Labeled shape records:

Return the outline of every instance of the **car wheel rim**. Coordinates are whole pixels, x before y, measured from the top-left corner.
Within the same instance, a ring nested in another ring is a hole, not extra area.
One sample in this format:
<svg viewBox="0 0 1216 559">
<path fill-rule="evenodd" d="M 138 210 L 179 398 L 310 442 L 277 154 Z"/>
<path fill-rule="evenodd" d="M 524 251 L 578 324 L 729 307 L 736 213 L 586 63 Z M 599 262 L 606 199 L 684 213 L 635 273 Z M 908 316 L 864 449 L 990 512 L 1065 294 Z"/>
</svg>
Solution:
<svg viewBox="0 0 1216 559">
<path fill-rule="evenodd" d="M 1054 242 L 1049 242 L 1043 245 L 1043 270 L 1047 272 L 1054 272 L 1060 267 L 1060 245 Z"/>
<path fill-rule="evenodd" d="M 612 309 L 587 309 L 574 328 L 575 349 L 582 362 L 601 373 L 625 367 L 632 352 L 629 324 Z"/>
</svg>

**DIRECTIONS:**
Quote every line of the records above word for word, without changing anything.

**COMPLETED TASK:**
Return the outline of every instance of the **car wheel rim**. Coordinates are whole pixels, x before y, measured from the top-left corner.
Within the same instance, a ring nested in another ring is a hole, not extra area.
One sample in this format:
<svg viewBox="0 0 1216 559">
<path fill-rule="evenodd" d="M 138 210 L 179 398 L 310 442 L 277 154 Z"/>
<path fill-rule="evenodd" d="M 524 251 L 578 324 L 729 307 L 736 213 L 586 63 Z M 599 262 L 606 199 L 684 213 L 635 273 Z M 908 316 L 864 449 L 990 512 L 1065 294 Z"/>
</svg>
Solution:
<svg viewBox="0 0 1216 559">
<path fill-rule="evenodd" d="M 1054 242 L 1049 242 L 1043 245 L 1043 270 L 1047 272 L 1054 272 L 1060 267 L 1060 245 Z"/>
<path fill-rule="evenodd" d="M 612 309 L 587 309 L 574 328 L 575 349 L 582 362 L 601 373 L 625 367 L 632 352 L 629 324 Z"/>
</svg>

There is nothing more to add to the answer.